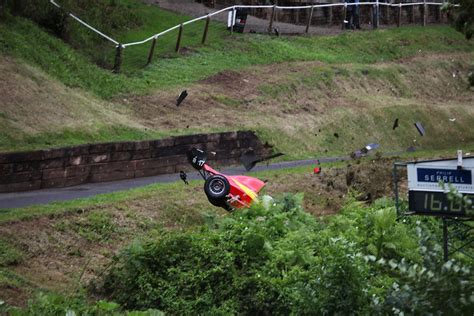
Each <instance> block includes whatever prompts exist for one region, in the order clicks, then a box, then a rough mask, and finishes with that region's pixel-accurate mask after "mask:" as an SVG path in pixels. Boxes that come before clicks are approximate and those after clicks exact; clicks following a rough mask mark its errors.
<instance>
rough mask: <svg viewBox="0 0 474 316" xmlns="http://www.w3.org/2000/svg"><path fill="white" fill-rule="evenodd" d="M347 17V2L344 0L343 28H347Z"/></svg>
mask: <svg viewBox="0 0 474 316" xmlns="http://www.w3.org/2000/svg"><path fill="white" fill-rule="evenodd" d="M346 19H347V3H346V2H344V6H343V7H342V29H343V30H345V29H346Z"/></svg>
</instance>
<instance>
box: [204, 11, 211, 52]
mask: <svg viewBox="0 0 474 316" xmlns="http://www.w3.org/2000/svg"><path fill="white" fill-rule="evenodd" d="M210 22H211V17H210V16H209V15H207V19H206V26H205V27H204V34H202V44H203V45H204V44H206V39H207V32H208V31H209V23H210Z"/></svg>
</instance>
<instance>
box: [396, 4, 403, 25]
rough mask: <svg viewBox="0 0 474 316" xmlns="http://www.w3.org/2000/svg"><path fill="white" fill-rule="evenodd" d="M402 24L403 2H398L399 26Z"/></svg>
mask: <svg viewBox="0 0 474 316" xmlns="http://www.w3.org/2000/svg"><path fill="white" fill-rule="evenodd" d="M401 24H402V4H401V3H399V4H398V20H397V27H400V25H401Z"/></svg>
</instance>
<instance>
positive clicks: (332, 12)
mask: <svg viewBox="0 0 474 316" xmlns="http://www.w3.org/2000/svg"><path fill="white" fill-rule="evenodd" d="M332 15H333V12H332V7H329V25H332Z"/></svg>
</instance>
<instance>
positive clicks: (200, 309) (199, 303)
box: [104, 196, 369, 314]
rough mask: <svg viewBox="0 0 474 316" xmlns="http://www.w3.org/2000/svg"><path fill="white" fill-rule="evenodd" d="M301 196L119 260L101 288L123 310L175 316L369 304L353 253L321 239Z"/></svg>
mask: <svg viewBox="0 0 474 316" xmlns="http://www.w3.org/2000/svg"><path fill="white" fill-rule="evenodd" d="M300 205H301V197H300V196H296V197H295V196H286V197H283V198H282V199H281V200H280V201H277V202H276V203H275V204H274V205H273V206H272V207H271V208H269V209H265V208H264V207H263V206H261V205H255V206H254V207H252V208H251V209H249V210H245V211H242V212H240V211H239V212H235V213H233V214H232V215H230V216H229V217H227V218H225V219H224V220H223V221H222V222H221V223H219V224H218V227H217V229H211V228H203V229H202V230H200V231H198V232H172V233H168V234H167V235H165V236H163V237H162V238H160V239H158V240H151V241H148V242H145V243H141V244H134V245H132V246H131V247H129V248H128V249H127V250H126V251H124V252H123V253H122V255H121V256H120V257H119V259H118V262H117V265H116V266H115V267H114V268H113V269H112V271H111V273H110V274H109V275H108V277H107V279H106V281H105V285H104V289H105V292H106V293H107V294H108V295H110V297H111V298H113V299H114V300H116V301H118V302H120V303H122V304H124V306H126V307H127V308H138V309H143V308H157V309H160V310H164V311H165V312H171V313H177V314H191V313H197V314H199V313H209V312H210V311H213V312H216V313H244V314H289V313H297V314H305V313H314V311H320V312H321V313H329V314H333V313H346V312H349V311H350V312H354V311H358V310H361V309H362V308H363V307H364V306H366V305H367V304H368V302H369V300H368V297H367V295H366V291H365V289H364V286H365V279H366V272H367V271H368V269H367V267H366V264H365V262H364V261H363V260H361V259H360V257H358V256H357V255H356V253H357V251H356V250H357V247H356V246H355V244H353V243H350V242H348V241H346V240H344V239H334V238H332V237H331V236H330V235H329V234H322V235H320V234H319V233H320V232H321V228H322V227H321V225H320V224H319V223H318V222H317V221H316V219H314V218H313V217H311V216H310V215H309V214H307V213H305V212H304V211H303V210H302V209H301V206H300Z"/></svg>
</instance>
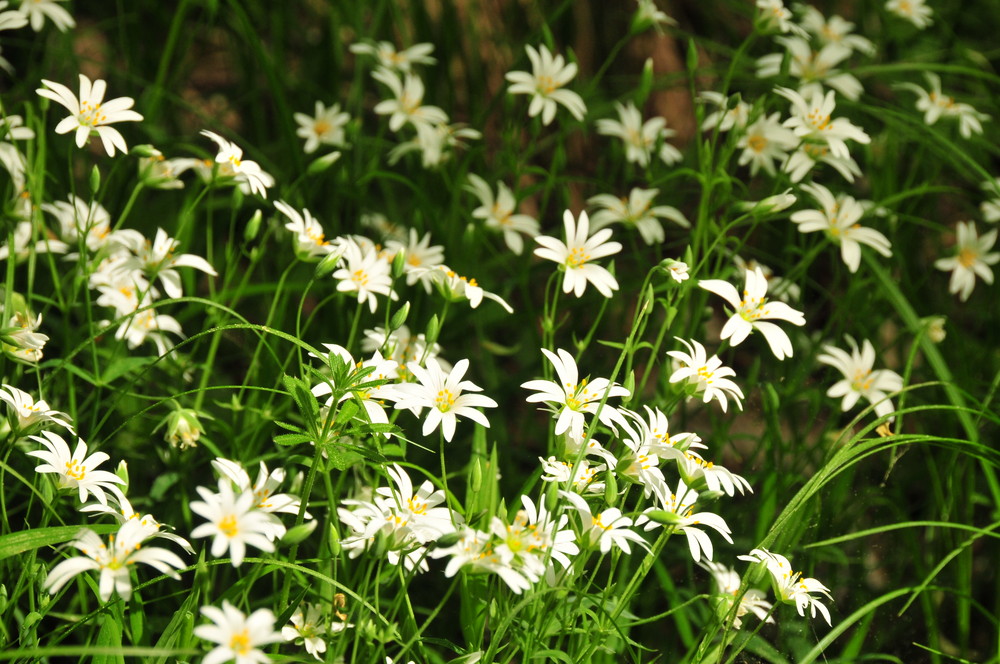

*About this task:*
Please reproduce the stretch of the listing above from its start through the line containing "box: [104, 196, 369, 314]", with both ends included and the pictures left out.

*Response area:*
Each <instance> block includes whatever prompts exist for one region, in the order clicks, then a box, then a rough mask, and finishes with that region's pixel-accurate mask after "mask:" as an SVG path in pixels. Boxes that come before clicks are approximate and those after clicks exact; clicks following a rough mask mark its errors.
<instance>
rough mask: <svg viewBox="0 0 474 316" xmlns="http://www.w3.org/2000/svg"><path fill="white" fill-rule="evenodd" d="M347 17V2L344 0L343 28H347Z"/></svg>
mask: <svg viewBox="0 0 474 316" xmlns="http://www.w3.org/2000/svg"><path fill="white" fill-rule="evenodd" d="M346 19H347V3H346V2H344V6H343V7H342V29H343V30H345V29H346Z"/></svg>
</instance>
<instance>
box: [204, 11, 211, 52]
mask: <svg viewBox="0 0 474 316" xmlns="http://www.w3.org/2000/svg"><path fill="white" fill-rule="evenodd" d="M210 22H211V17H210V16H209V15H207V19H206V26H205V27H204V34H202V44H203V45H204V44H206V39H207V32H208V31H209V23H210Z"/></svg>
</instance>
<instance>
box: [396, 4, 403, 25]
rough mask: <svg viewBox="0 0 474 316" xmlns="http://www.w3.org/2000/svg"><path fill="white" fill-rule="evenodd" d="M402 24L403 2H398L399 26Z"/></svg>
mask: <svg viewBox="0 0 474 316" xmlns="http://www.w3.org/2000/svg"><path fill="white" fill-rule="evenodd" d="M401 24H402V4H401V3H399V4H398V20H397V27H400V25H401Z"/></svg>
</instance>
<instance>
positive clicks: (332, 12)
mask: <svg viewBox="0 0 474 316" xmlns="http://www.w3.org/2000/svg"><path fill="white" fill-rule="evenodd" d="M332 15H333V12H332V7H329V25H332Z"/></svg>
</instance>
<instance>
positive clicks: (200, 309) (199, 303)
box: [104, 196, 369, 314]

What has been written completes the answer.